─── Quoted passage ───

Governments as assassins: back to the Dark Ages

Israel’s killing of Hamas spiritual leader Sheikh Ahmed Yassin is by no means the first act of “targeted killing” (= extra-judicial execution, = assassination) that the Israeli government has carried out in recent years. This is a practice whose sheer barbarism has been recognized by nearly all other governments of the world. Even repressive governments that have in fact carried out similar acts in the past (including Israel, until a couple of years ago) made some effort to “hide” their responsibility for these killings.
The apartheid government in South Africa did, we all know, carry out extrajudicial executions, including of many people known to be in the custody of its security forces. In those cases, the killings were never described as deliberate acts of killing, but excuses were given that the deceased had “slipped on a piece of soap and fallen through the window”, or “had been shot while trying to escape.”
The terror regime in Argentina deliberately killed thousands of opponents in the most heinous way. But it always tried to hide the fact and the details of those deaths: hence the large-scale phenomenon of the “disappeared”.
Israel itself carried out many acts of assassination prior to the current intifada. Most notable were the killings of three PLO leaders in Beirut in 1973 and then the killing of Abu Jihad in Tunis in January 1988. But on all those earlier occasions, the Israeli government was happy to keep the same kind of (translucent) “veil of possible deniability” over its involvement that it has for years wielded with regard to its huge nuclear-weapons program.
Everyone in the international community in those (post-Frank Church) days recognized that it was just not “appropriate” for governments openly to admit to their involvement in extrajudicial killings. Engagement in such acts did, after all, seriously undercut the most basic foundations of any idea of the “rule of law”.
That dissociation of governments from openly admitted involvement in assassinations lasted until the election of Ariel Sharon as Israeli PM in 2001. Then, as part of his well-known tendency toward defiance of longheld international norms, he announced that “targeted killings” of accused terrorist leaders would henceforth be an open part of his government’s policy.
Btselem, the Israeli Center for Human Rights in the Occupied Territories, has a good list of the number of openly admitted assassinations the government has carried out since that announcement. I think it is more than 80– but their website is not currently responding, so I can’t check that. The site also notes that a large number of people–far more than the 80-plus actual “targets”, and many of them innocent bystanders– have also been killed as “collateral damage” in these operations.
Many of those earlier assassinations, like Shaikh Yassin’s, were carried out by helicopter gunships. Not exactly known as mechanisms for fine discrimination of targets.
In response to today’s news, European Union foreign ministers have gone on the record to condemn the whole concept of extrajudicial killings:

    “Not only are extra-judicial killings contrary to international law, they undermine the concept of the rule of law, which is a key element in the fight against terrorism,” they said at their regular monthly meeting in Brussels.

─── Provided records ───

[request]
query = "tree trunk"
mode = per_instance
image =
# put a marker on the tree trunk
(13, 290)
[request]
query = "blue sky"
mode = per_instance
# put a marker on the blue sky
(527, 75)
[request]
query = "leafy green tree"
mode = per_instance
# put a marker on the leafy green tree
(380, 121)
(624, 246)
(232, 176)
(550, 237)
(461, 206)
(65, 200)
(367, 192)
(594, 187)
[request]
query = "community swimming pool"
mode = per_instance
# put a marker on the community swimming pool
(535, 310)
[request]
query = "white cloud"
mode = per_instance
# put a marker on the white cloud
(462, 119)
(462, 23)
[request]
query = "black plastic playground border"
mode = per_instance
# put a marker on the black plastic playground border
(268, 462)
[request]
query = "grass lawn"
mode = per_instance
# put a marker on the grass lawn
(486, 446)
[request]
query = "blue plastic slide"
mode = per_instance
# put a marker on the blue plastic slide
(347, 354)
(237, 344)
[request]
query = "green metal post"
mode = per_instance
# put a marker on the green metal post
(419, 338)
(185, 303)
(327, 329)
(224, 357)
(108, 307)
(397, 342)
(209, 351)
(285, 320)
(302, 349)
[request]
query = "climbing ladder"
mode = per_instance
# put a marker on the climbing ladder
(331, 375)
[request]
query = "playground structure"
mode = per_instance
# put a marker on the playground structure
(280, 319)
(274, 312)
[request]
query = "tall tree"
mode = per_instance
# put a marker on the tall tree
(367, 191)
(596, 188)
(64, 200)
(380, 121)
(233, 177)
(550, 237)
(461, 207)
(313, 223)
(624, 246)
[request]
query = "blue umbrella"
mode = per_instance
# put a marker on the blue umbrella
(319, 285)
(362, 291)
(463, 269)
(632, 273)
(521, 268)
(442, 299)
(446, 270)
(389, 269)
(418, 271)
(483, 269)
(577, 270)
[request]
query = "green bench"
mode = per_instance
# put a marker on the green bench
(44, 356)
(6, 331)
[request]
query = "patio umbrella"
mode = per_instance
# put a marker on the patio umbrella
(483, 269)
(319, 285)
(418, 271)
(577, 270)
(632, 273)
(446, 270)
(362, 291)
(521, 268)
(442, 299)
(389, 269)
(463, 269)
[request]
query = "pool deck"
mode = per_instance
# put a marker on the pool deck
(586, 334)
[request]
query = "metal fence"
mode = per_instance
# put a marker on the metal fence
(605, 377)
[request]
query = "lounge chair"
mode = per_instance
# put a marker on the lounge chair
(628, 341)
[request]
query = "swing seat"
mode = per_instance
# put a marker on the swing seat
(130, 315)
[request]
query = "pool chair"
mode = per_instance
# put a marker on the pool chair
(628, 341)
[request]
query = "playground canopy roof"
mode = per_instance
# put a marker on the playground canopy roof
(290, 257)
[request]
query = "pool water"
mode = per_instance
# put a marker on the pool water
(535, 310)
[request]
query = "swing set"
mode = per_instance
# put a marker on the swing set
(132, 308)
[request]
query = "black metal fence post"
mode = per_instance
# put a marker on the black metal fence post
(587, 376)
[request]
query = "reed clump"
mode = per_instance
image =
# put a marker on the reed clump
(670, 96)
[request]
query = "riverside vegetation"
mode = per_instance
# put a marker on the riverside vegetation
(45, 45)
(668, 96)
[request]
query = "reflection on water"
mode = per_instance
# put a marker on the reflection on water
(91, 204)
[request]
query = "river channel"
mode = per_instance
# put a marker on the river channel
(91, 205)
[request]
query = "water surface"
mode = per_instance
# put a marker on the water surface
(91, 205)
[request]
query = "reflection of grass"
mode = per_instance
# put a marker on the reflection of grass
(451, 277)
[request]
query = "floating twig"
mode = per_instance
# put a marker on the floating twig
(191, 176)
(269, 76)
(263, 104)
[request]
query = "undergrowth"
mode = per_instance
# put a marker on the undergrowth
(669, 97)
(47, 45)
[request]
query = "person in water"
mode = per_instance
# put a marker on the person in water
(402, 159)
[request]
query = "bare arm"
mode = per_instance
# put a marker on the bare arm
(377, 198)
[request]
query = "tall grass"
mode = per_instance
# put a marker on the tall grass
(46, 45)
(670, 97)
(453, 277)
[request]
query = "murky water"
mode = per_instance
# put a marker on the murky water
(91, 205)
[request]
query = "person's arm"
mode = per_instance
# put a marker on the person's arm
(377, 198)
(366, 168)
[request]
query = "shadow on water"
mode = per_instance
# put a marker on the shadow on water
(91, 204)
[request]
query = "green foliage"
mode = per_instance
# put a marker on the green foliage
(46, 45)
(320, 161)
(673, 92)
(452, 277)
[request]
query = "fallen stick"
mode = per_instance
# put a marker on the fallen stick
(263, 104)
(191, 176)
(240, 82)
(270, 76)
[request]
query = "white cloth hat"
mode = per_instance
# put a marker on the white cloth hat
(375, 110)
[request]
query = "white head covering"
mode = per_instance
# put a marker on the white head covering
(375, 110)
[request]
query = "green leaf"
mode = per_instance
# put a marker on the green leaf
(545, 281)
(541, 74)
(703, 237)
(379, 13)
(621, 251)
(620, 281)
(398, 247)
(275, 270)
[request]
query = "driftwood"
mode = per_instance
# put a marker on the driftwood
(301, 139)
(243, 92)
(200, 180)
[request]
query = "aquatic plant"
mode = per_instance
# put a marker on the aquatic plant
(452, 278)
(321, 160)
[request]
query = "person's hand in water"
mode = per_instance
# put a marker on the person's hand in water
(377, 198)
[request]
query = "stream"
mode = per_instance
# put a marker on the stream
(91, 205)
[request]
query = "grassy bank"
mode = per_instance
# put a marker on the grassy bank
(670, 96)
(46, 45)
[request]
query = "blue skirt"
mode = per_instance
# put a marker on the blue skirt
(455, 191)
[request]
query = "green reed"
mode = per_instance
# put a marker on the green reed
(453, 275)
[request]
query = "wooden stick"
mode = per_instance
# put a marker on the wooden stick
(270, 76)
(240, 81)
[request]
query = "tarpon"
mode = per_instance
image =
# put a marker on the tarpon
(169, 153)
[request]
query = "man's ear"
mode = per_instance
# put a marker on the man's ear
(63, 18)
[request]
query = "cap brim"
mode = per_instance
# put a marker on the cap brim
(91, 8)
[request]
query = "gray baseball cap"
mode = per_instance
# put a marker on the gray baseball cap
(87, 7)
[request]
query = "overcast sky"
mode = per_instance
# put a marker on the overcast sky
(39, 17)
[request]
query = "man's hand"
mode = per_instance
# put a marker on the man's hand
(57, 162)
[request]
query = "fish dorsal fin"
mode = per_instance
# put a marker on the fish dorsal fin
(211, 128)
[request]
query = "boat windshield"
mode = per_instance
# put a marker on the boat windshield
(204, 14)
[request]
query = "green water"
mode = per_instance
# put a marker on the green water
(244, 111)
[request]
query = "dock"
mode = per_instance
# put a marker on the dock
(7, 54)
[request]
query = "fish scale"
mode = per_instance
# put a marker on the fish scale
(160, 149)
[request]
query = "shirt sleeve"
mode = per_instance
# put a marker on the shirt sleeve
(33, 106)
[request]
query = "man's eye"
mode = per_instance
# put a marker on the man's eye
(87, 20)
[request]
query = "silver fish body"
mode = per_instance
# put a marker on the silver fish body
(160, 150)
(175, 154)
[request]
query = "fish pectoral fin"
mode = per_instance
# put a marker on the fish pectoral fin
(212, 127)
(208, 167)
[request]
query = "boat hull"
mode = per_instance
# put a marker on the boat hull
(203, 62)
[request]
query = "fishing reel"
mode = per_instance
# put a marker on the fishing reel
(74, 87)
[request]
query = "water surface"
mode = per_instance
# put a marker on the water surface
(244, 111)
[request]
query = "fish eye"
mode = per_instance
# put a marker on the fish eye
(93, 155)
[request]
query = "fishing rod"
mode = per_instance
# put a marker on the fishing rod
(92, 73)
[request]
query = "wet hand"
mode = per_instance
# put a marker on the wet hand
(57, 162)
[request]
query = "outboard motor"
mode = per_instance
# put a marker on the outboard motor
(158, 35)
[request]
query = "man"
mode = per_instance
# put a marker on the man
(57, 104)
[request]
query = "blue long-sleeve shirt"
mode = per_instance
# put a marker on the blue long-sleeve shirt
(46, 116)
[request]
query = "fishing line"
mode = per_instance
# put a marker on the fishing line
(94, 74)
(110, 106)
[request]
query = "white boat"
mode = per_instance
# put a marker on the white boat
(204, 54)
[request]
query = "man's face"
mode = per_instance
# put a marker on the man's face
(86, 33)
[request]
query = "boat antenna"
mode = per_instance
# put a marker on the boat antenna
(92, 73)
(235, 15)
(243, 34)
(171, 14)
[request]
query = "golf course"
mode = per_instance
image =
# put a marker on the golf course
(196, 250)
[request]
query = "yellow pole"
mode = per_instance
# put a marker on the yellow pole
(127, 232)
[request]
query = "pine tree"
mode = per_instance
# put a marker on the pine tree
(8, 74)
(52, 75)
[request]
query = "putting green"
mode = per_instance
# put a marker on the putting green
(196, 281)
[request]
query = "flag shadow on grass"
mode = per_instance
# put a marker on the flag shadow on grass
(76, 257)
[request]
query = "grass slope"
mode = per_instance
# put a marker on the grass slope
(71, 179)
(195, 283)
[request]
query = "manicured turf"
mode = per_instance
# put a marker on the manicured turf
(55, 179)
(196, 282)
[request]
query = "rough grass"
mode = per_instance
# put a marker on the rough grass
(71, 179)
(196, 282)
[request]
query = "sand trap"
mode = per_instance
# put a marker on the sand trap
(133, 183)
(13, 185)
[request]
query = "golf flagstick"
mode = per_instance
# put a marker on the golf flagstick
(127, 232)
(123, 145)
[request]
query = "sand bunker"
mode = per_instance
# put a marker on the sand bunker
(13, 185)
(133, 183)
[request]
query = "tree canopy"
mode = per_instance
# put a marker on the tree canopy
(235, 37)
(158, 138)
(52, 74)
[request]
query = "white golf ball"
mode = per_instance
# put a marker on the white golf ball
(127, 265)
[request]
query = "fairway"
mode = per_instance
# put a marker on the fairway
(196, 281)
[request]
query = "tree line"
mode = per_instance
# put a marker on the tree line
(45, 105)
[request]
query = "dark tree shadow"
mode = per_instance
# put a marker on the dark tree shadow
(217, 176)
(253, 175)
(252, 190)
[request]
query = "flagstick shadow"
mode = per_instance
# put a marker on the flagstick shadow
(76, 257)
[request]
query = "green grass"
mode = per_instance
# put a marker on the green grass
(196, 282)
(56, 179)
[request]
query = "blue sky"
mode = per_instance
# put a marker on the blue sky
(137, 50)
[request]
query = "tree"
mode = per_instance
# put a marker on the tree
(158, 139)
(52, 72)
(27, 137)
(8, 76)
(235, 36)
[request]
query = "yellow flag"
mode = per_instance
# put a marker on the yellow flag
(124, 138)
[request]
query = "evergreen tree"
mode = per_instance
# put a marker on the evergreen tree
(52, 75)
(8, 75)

───

Written exercise 1> Decide whether each statement agrees with the passage on government assassinations, answering yes or no and quoting the deciding words: (a) The regime in Argentina openly acknowledged the killings of its opponents. (b) Ariel Sharon announced that targeted killings would become an open part of his government's policy. (c) The European Union foreign ministers made their statement at a meeting in Geneva.
Written exercise 2> Carry on the passage on government assassinations, starting after its final sentence.

Exercise result 1>
(a) No: "But it always tried to hide the fact and the details of those deaths"
(b) Yes: "he announced that “targeted killings” of accused terrorist leaders would henceforth be an open part of his government’s policy."
(c) No: "they said at their regular monthly meeting in Brussels."

Exercise result 2>
Nearly every other other government in the world has also expressed the same view.
Not so the Bush administration.
Condi Rice’s only comments were twofold: (1) to voice a totally milquetoaste and content-less appeal for “calm” in the aftermath of the killing, and (2) to deny vociferously that the Bush administration had known in advance about Sharon’s plans to do this.
Methinks the lady perhaps protested a little too much on the latter score?? Why on earth would anyone even imagine that Sharon might have given his American friends a helpful heads-up before he undertook an act that quite foreseeably escalates tensions worldwide??
The reason for the Bush administration’s non-condemnation of the Yassin assassination is quite clear: Washington itself also these days reserves the right to engage in extrajudicial executions of those accused of involvement with terrorism. We have seen at least one clear episode– that one in Yemen four or five months back– where US forces have done just that.
In asserting the “right” to undertake such actions, the Bushies were following the lead of their master in so many tactical aspects of the “war on terrorism”: Ariel Sharon. That’s why they don’t condemn his use of acts of deliberate, extrajudicial killing today.
Welcome to the Dark Ages of the collapse of the rule of law.

Remembering Rachel Corrie

    The courageous, visionary Israeli peace organizer Gila Svirsky delivered a moving address/homily at an event the Israeli Committee Against House Demolitions held to mark this week’s one-year anniversary of the killing of U.S. peace activist Rachel Corrie. A friend sent it to me today, and I’m very happy to share it here with you:


I was not present in Rafah that terrible day, but I have frequently replayed in my mind the events leading up to the moment when a bulldozer rolled over Rachel Corrie. I think to myself: What compelled this young woman, neither Jewish nor Palestinian, to travel 10,000 miles from home, to throw in her lot with a family not her own, a people not her own, and ultimately meet a death that came suddenly, swiftly, in an instant of shocked comprehension.
In the biblical book of Ruth, we read of Naomi whose two sons have died, leaving two young widows. Naomi chooses to depart from the land of Moab and return to her home in Judah. She encourages her daughters-in-law to remain in Moab, their own land. One daughter-in-law kisses Naomi and bids her farewell. The other, Ruth, chooses to accompany Naomi to the distant climes of Judah. Why does Ruth go? “Entreat me not to leave thee,” says Ruth, “for whither thou goest, I will go; and where thou lodgest, I will lodge; thy people shall be my people, and thy God, my God.” And she continues, “Where thou diest, will I die, and there will I be buried: if the Lord do so to me, and more also, if ought but death part thee and me”.
The biblical figure of Ruth journeys to her new people, expecting never to return, but to be buried in foreign soil.
The modern figure of Rachel journeyed to her new people, expecting to return for the start of the school year, and never to be buried, or to be buried at some vastly distant unimaginable future, but never to find her death in the soil of her chosen destination…

Continue reading “Remembering Rachel Corrie”

Palestinian suicide bombings: another explanation

So here I am, trying to work through the whole complex subject of Palestinian suicide bombings (and the nature of Israel’s reactions to them)… But Ze’ev Boim, Israel’s deputy Defense Minister, thinks he might have the answer.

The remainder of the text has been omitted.